#### Source text:
When people hear the term “domestic abuse,” they often think of physical abuse and domestic violence. While this is certainly one form of abuse that victims may experience, other forms such as emotional and mental abuse are just as prevalent. Another type of abuse that is beginning to be recognised in its own right is financial abuse. This is a way for the abusive partner to exert control over their victim. Financial abuse can be devastating with long lasting consequences for the victim.

What is Financial abuse?

Financial abuse, a type of economic abuse, has been infamously overlooked. Financial abuse occurs when one current or former partner within an abusive relationship controls the other’s financial affairs and makes all the financial decisions. Signs you may be experiencing financial abuse can encompass:

  • insisting the victim hands over their employment earnings
  • requesting the victim account for every penny spent
  • hiding or denying access to your own bank account or cards
  • denying access to money or refusing to allow the victim to work
  • forcing the victim to take out credit in their name (known as coerced debt).

The latter is known as coerced debt, and it’s something that many domestic abuse victims experience at some time.

The charity Surviving Economic Abuse estimates that 60% of domestic abuse victims have experienced coerced debt. It is estimated that coerced debt amounts to £23.5 million annually. Further details from the report can be viewed here.

In a 2015 study completed by Citizens Advice, it was reported that only 2 in 5 victims of coerced debt recognised it as an abusive situation. This number indicates how little awareness still exists around this topic. Unfortunately, coerced debt is becoming more common, with 75% of survey participants reporting that their abuser forced them to apply for credit.

What Is the Difference between Financial and Economic Abuse?

Financial abuse encompasses control of both incoming and outgoing money, while economic abuse wider refers to the abuser’s control over money and victim access to essential resources. Economic abuse broad falls into the following three categories:

Sabotage of Your Income and Restricting Access to Money

This can include actively preventing you from securing employment or attempting to restrict the number of hours you can work. It can also entail refusing to allow you to apply for applicable benefits or accessing your bank accounts. Abusers will often ensure your income is paid into an account you have no access to.

#### Required task A:
In the financial abuse text, what share of domestic abuse victims does the charity Surviving Economic Abuse estimate have experienced coerced debt?
The text on financial abuse and the listing that follows have no connection to each other.

#### Listed records:
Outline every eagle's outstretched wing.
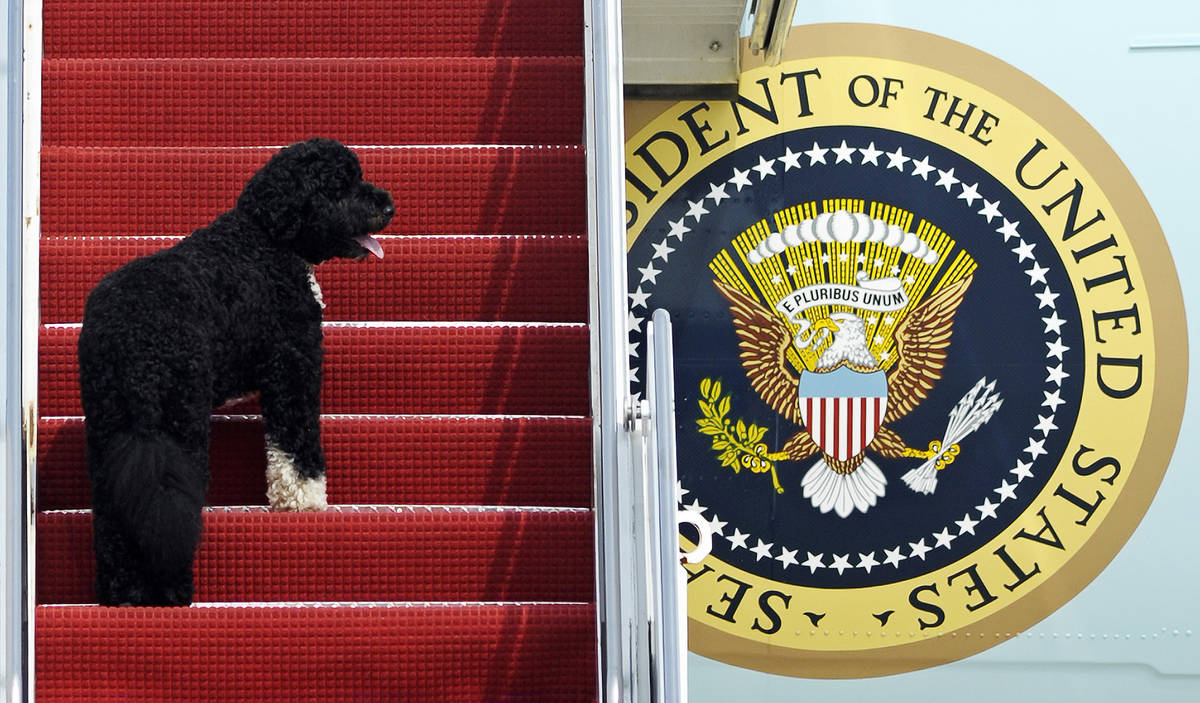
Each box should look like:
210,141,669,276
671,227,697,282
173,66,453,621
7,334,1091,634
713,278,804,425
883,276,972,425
...
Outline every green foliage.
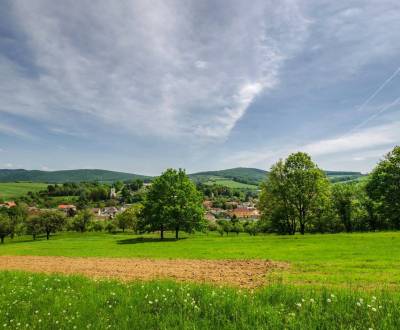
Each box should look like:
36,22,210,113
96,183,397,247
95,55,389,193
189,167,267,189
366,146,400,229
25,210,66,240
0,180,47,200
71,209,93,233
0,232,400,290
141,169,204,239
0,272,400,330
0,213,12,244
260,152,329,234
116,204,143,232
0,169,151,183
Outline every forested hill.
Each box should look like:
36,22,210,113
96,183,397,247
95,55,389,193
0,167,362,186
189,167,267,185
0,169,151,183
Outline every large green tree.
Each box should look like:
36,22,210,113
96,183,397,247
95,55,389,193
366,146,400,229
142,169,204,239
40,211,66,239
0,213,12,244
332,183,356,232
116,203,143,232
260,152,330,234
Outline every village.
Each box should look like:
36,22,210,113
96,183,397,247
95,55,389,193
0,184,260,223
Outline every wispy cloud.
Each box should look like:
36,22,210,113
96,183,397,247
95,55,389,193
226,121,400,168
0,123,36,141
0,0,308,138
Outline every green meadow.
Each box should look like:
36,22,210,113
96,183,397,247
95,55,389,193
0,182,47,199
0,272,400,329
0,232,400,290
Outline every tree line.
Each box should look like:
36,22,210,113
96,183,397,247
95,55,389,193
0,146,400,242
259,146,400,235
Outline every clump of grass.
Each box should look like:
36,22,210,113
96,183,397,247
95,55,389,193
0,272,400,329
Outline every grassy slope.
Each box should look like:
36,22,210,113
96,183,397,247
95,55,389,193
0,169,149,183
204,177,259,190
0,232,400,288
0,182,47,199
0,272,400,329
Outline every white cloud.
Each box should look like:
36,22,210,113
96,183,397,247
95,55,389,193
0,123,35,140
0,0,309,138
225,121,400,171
==
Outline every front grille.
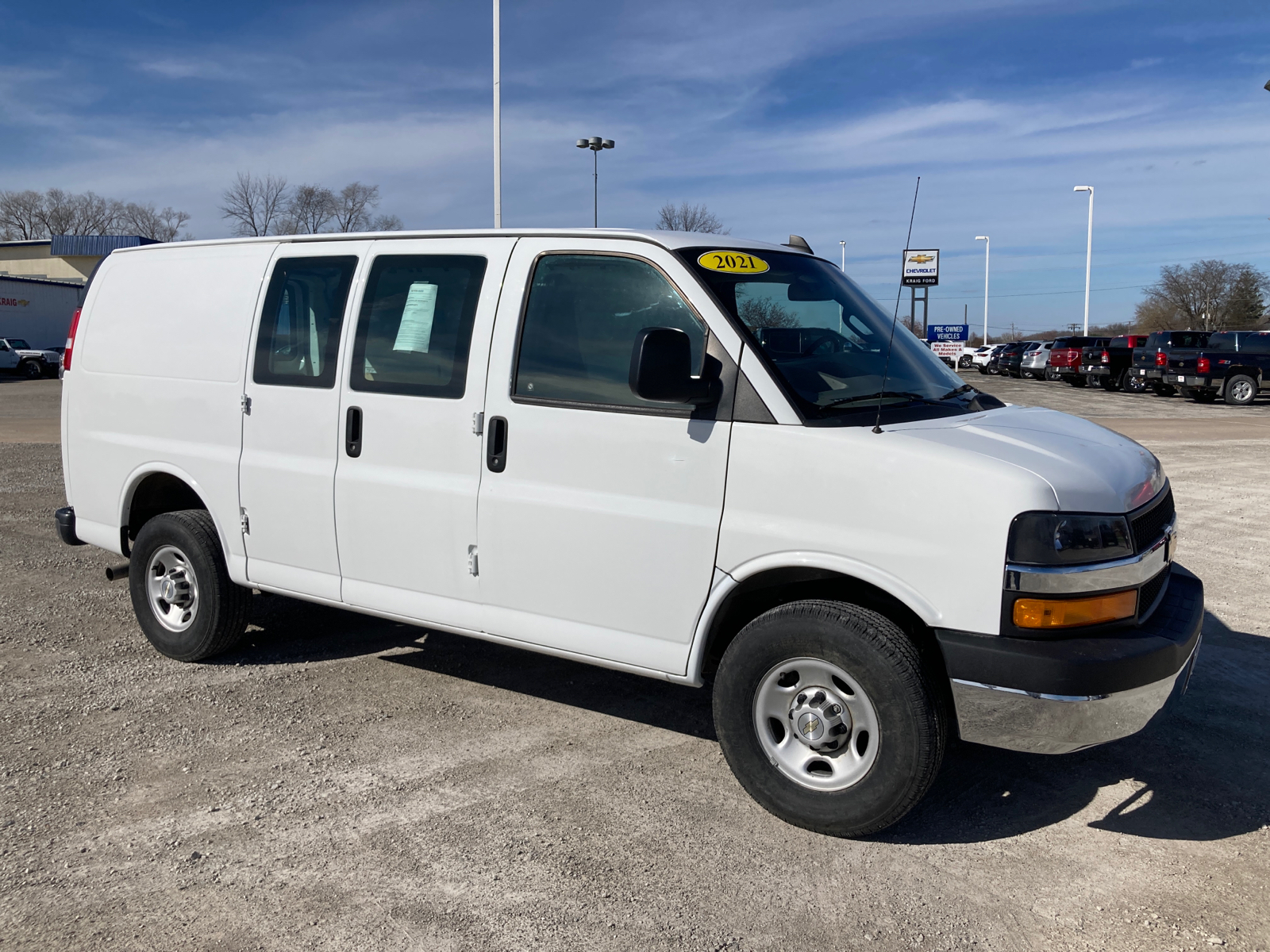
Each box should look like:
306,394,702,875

#### Required task B:
Rewrite the listing lines between the line holding "Outline every eagle's outstretched wing." and the line holding "883,276,972,425", inclusive, as a JSON list of strings with one string per line. Leave out the pictures.

#### Complete output A:
60%

#### Complete output B:
[
  "Outline every eagle's outstretched wing.",
  "Each box should look like:",
  "210,141,669,276",
  "671,227,697,282",
  "173,66,453,621",
  "7,334,1091,634",
  "713,278,804,425",
  "883,276,972,425"
]